■ WORK TO COMPLETE:
Begin at the line of the material below that contains "In the photo above, where can the bollard" and stop after the line that contains "column 97, row 52". Output only those lines as a JSON list of strings, one string per line, leaving out any blank lines.
===== SUPPLIED ENTRIES =====
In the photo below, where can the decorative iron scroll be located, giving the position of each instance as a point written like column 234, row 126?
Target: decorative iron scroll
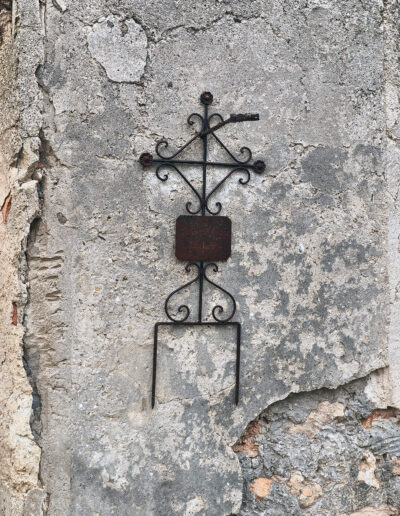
column 215, row 237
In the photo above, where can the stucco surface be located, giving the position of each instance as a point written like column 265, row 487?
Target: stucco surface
column 309, row 267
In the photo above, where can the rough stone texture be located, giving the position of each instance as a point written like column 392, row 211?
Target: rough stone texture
column 317, row 295
column 20, row 50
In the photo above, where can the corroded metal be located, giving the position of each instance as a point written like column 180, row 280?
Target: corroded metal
column 203, row 239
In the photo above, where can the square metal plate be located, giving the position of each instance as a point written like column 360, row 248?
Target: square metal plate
column 203, row 238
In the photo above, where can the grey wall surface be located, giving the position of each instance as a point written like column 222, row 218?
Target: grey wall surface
column 314, row 261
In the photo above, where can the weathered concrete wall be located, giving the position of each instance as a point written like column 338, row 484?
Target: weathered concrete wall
column 21, row 50
column 314, row 266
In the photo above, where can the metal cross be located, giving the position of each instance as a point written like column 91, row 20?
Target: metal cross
column 202, row 251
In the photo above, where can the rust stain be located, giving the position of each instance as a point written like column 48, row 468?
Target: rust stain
column 5, row 209
column 379, row 414
column 246, row 444
column 261, row 487
column 14, row 319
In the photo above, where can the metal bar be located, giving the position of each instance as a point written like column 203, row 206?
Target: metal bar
column 247, row 117
column 153, row 387
column 238, row 336
column 197, row 323
column 207, row 163
column 204, row 138
column 201, row 280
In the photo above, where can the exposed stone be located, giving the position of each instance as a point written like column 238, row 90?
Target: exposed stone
column 326, row 412
column 382, row 510
column 246, row 443
column 366, row 473
column 306, row 492
column 120, row 46
column 5, row 209
column 87, row 257
column 261, row 487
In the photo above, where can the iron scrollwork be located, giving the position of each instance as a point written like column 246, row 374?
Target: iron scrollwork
column 167, row 163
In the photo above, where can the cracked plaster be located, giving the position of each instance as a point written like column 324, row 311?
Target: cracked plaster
column 309, row 267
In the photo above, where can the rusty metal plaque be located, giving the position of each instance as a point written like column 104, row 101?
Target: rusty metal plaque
column 202, row 239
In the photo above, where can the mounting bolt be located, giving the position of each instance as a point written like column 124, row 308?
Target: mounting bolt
column 146, row 159
column 259, row 167
column 206, row 98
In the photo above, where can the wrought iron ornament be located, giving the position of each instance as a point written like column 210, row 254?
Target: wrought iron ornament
column 201, row 239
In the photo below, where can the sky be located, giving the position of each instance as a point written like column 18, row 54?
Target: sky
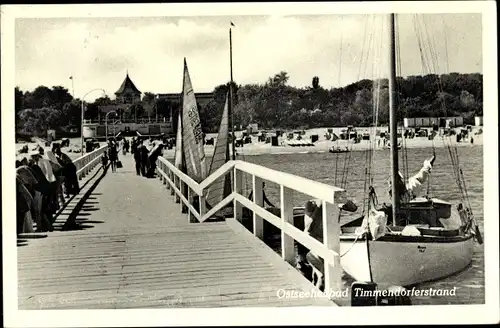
column 339, row 49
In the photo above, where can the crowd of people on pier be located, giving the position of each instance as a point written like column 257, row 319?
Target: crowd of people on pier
column 145, row 158
column 45, row 177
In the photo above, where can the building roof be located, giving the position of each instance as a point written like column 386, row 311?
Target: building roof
column 127, row 85
column 196, row 94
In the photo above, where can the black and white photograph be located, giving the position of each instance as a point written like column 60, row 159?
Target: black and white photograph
column 250, row 163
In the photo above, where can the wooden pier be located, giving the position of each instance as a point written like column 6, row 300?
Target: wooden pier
column 129, row 246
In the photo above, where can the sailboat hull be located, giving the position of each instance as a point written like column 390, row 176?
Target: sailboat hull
column 405, row 260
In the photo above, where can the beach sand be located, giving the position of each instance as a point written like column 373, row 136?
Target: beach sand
column 321, row 146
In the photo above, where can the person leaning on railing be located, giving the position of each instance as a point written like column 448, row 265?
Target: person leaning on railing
column 71, row 184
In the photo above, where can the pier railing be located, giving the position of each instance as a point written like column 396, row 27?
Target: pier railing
column 328, row 250
column 87, row 162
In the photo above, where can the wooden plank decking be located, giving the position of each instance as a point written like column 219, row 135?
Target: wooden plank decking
column 136, row 250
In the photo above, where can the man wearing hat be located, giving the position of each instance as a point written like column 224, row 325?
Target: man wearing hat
column 41, row 199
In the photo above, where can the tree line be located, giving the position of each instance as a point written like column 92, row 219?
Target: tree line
column 273, row 104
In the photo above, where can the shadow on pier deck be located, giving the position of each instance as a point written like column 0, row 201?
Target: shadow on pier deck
column 134, row 249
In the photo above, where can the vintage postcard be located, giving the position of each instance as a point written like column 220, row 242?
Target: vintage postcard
column 250, row 164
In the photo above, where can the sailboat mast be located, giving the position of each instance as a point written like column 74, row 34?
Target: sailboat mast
column 393, row 119
column 231, row 93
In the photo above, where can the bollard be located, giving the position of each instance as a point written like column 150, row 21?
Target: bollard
column 363, row 294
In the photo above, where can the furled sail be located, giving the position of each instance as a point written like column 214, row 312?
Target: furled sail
column 178, row 144
column 192, row 134
column 221, row 187
column 413, row 186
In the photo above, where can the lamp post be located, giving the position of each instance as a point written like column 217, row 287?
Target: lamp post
column 111, row 111
column 83, row 112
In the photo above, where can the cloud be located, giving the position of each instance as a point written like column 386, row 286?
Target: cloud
column 97, row 52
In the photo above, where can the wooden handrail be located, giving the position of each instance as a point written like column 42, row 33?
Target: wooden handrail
column 87, row 162
column 328, row 195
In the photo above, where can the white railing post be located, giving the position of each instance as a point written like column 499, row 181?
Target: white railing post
column 331, row 239
column 177, row 184
column 189, row 202
column 238, row 188
column 287, row 242
column 258, row 199
column 201, row 199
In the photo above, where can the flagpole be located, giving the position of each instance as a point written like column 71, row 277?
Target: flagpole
column 72, row 86
column 231, row 91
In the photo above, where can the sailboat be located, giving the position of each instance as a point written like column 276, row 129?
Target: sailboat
column 414, row 239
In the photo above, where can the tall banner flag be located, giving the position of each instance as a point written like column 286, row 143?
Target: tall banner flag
column 192, row 135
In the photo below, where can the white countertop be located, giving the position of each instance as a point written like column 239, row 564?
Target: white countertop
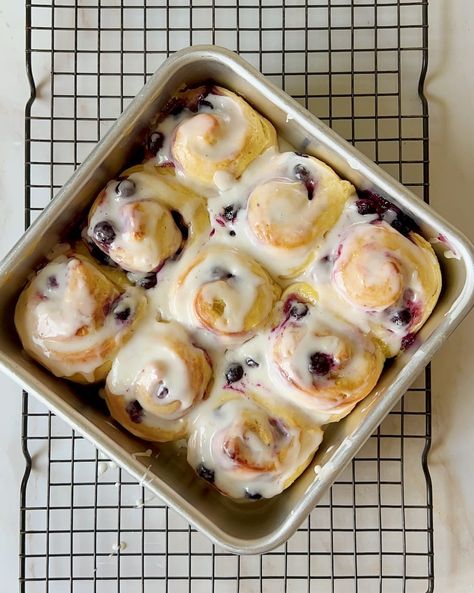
column 450, row 89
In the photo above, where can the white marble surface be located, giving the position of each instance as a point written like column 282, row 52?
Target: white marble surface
column 450, row 89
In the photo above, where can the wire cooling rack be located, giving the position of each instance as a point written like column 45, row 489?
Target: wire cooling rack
column 360, row 66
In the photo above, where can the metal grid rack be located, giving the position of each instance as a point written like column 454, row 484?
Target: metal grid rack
column 360, row 66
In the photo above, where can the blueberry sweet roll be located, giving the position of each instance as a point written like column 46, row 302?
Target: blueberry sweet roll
column 156, row 381
column 144, row 217
column 291, row 209
column 73, row 319
column 391, row 280
column 326, row 364
column 250, row 449
column 226, row 292
column 210, row 132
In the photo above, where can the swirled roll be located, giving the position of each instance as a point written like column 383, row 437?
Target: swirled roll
column 225, row 291
column 156, row 380
column 248, row 448
column 73, row 320
column 142, row 218
column 327, row 363
column 394, row 279
column 211, row 131
column 298, row 204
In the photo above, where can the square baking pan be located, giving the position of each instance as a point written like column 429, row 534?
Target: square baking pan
column 235, row 526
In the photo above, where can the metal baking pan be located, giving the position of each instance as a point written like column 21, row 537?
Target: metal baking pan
column 237, row 527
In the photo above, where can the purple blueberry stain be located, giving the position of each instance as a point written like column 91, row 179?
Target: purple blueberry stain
column 218, row 273
column 205, row 473
column 104, row 233
column 299, row 310
column 161, row 391
column 302, row 174
column 180, row 223
column 408, row 341
column 234, row 373
column 52, row 282
column 148, row 281
column 250, row 362
column 122, row 314
column 320, row 363
column 229, row 213
column 155, row 142
column 401, row 318
column 125, row 188
column 370, row 203
column 252, row 495
column 135, row 411
column 279, row 426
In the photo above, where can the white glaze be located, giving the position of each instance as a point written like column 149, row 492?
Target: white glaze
column 145, row 231
column 207, row 280
column 379, row 266
column 155, row 357
column 51, row 317
column 172, row 300
column 225, row 121
column 355, row 359
column 223, row 432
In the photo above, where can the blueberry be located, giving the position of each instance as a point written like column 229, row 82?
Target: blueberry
column 179, row 222
column 365, row 207
column 123, row 314
column 403, row 224
column 52, row 282
column 176, row 106
column 320, row 363
column 234, row 373
column 218, row 273
column 125, row 188
column 402, row 317
column 230, row 212
column 205, row 103
column 252, row 495
column 302, row 174
column 135, row 411
column 104, row 233
column 148, row 281
column 99, row 255
column 161, row 391
column 250, row 362
column 407, row 341
column 155, row 142
column 299, row 310
column 205, row 473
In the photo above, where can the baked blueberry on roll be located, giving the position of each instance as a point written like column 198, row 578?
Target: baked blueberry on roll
column 326, row 364
column 389, row 280
column 210, row 132
column 142, row 218
column 250, row 448
column 73, row 320
column 156, row 380
column 298, row 204
column 224, row 291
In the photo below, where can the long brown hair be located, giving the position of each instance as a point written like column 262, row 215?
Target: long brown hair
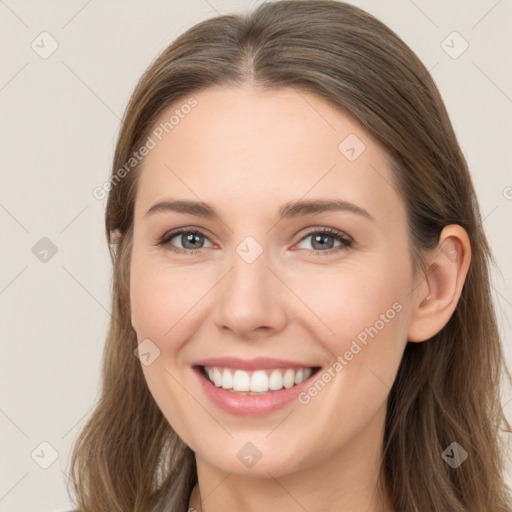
column 127, row 457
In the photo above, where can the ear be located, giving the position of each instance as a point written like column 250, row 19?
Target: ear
column 436, row 296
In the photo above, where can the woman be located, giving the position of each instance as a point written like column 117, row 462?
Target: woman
column 302, row 317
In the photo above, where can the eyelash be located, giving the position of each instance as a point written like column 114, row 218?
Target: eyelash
column 346, row 241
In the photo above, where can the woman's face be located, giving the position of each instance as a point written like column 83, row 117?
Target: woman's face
column 287, row 254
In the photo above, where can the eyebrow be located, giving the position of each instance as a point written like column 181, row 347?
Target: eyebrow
column 291, row 209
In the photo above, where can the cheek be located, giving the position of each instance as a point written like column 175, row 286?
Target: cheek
column 362, row 309
column 160, row 296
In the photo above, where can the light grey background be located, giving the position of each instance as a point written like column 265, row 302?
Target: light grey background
column 59, row 119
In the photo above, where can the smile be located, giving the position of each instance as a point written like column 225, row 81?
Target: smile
column 258, row 381
column 252, row 388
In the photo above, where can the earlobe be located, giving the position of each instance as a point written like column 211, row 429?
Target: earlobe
column 436, row 296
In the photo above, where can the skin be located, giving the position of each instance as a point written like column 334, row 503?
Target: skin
column 246, row 152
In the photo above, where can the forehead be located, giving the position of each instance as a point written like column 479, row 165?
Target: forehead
column 253, row 146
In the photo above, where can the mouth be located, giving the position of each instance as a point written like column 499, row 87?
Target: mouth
column 256, row 382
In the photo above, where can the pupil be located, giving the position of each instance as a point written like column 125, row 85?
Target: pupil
column 321, row 240
column 190, row 239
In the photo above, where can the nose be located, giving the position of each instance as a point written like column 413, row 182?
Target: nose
column 252, row 300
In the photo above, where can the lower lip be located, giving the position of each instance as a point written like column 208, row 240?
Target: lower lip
column 250, row 405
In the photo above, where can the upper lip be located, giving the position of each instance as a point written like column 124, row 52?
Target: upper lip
column 258, row 363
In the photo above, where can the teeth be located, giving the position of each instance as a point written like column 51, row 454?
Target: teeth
column 259, row 381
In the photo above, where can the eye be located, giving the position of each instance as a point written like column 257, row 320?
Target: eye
column 324, row 240
column 190, row 240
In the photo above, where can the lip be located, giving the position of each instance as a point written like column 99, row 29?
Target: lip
column 258, row 363
column 250, row 405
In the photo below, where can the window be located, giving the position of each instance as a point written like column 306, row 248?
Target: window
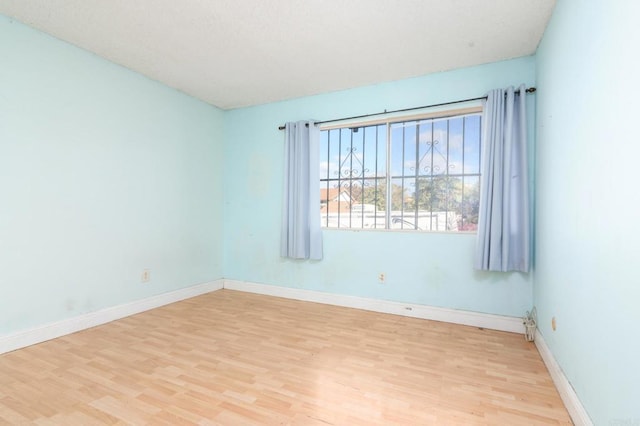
column 420, row 174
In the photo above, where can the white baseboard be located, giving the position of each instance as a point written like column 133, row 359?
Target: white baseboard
column 567, row 393
column 475, row 319
column 46, row 332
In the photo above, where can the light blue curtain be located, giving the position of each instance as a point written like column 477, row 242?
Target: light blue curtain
column 301, row 236
column 503, row 223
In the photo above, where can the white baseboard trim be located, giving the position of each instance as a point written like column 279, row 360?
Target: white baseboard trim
column 567, row 393
column 475, row 319
column 50, row 331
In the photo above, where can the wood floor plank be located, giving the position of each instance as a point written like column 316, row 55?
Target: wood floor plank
column 232, row 358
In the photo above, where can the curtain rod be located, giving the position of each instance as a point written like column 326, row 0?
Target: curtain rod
column 529, row 90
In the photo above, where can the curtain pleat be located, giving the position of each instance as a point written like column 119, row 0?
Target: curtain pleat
column 503, row 224
column 301, row 236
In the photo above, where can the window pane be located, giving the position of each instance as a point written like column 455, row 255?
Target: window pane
column 439, row 146
column 455, row 146
column 434, row 174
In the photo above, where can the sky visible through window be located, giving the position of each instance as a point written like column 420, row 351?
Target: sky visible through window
column 434, row 170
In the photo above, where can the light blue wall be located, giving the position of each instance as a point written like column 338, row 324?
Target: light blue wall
column 102, row 173
column 588, row 204
column 431, row 269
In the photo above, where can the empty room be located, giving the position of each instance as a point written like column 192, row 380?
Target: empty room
column 319, row 213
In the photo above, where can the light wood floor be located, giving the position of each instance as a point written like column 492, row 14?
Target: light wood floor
column 233, row 358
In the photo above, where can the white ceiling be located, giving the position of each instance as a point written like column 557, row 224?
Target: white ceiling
column 235, row 53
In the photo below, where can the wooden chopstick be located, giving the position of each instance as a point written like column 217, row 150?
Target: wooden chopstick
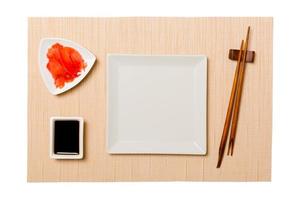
column 238, row 98
column 229, row 109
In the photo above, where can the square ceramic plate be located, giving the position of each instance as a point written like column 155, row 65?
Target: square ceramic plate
column 156, row 104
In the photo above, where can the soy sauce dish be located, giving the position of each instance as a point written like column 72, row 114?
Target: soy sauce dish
column 66, row 137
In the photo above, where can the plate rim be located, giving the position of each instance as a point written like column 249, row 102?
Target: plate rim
column 202, row 148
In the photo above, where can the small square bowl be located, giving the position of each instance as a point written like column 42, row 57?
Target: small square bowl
column 66, row 155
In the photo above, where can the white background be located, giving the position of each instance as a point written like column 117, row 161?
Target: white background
column 13, row 100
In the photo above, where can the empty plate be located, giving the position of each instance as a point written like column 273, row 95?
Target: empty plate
column 156, row 104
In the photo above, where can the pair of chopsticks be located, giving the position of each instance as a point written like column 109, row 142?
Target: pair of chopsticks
column 234, row 102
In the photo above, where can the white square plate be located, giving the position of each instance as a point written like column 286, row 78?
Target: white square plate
column 156, row 104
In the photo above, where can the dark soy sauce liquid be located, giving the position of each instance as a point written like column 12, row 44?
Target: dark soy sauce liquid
column 66, row 137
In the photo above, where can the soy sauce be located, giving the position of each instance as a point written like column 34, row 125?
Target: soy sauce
column 66, row 137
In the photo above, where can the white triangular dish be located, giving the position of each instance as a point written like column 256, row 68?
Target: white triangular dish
column 45, row 44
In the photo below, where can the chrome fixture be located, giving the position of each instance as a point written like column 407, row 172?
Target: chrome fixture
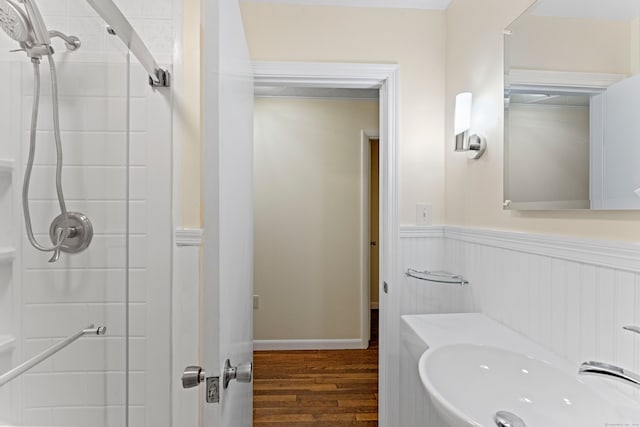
column 612, row 371
column 26, row 26
column 39, row 358
column 194, row 375
column 507, row 419
column 79, row 233
column 437, row 276
column 241, row 373
column 118, row 25
column 476, row 145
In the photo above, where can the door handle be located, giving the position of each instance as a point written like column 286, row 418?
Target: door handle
column 241, row 373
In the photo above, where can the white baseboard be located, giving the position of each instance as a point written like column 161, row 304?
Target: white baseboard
column 341, row 344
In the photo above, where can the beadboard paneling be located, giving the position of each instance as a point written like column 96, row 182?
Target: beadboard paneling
column 570, row 295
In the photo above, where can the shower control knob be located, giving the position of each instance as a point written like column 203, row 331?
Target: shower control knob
column 192, row 376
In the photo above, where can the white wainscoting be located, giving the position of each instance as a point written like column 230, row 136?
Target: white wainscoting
column 570, row 295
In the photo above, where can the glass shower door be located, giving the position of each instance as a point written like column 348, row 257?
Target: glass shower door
column 87, row 383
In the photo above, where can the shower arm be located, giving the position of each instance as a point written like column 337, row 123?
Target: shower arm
column 72, row 42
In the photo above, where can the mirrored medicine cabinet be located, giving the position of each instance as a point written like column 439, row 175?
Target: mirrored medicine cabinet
column 572, row 106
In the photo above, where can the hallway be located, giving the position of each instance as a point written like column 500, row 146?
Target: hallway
column 317, row 388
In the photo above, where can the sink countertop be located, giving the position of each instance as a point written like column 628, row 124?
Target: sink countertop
column 437, row 330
=====
■ SOLUTION FOR THIS EXERCISE:
[
  "In the photo above, where can the bollard be located, giving the position of each instance as a point written like column 150, row 21?",
  "Target: bollard",
  "column 363, row 294",
  "In the photo above, where can the furled sail be located, giving the position of each instance as a point written like column 214, row 312?",
  "Target: furled sail",
  "column 178, row 144",
  "column 192, row 134",
  "column 221, row 187",
  "column 413, row 186",
  "In the photo above, where can the lamp post be located, giving the position of each instance as a point written like column 217, row 287?",
  "Target: lamp post",
  "column 111, row 111",
  "column 83, row 112",
  "In the photo above, where can the cloud be located, giving the position of each instance as a point written like column 386, row 286?",
  "Target: cloud",
  "column 97, row 52"
]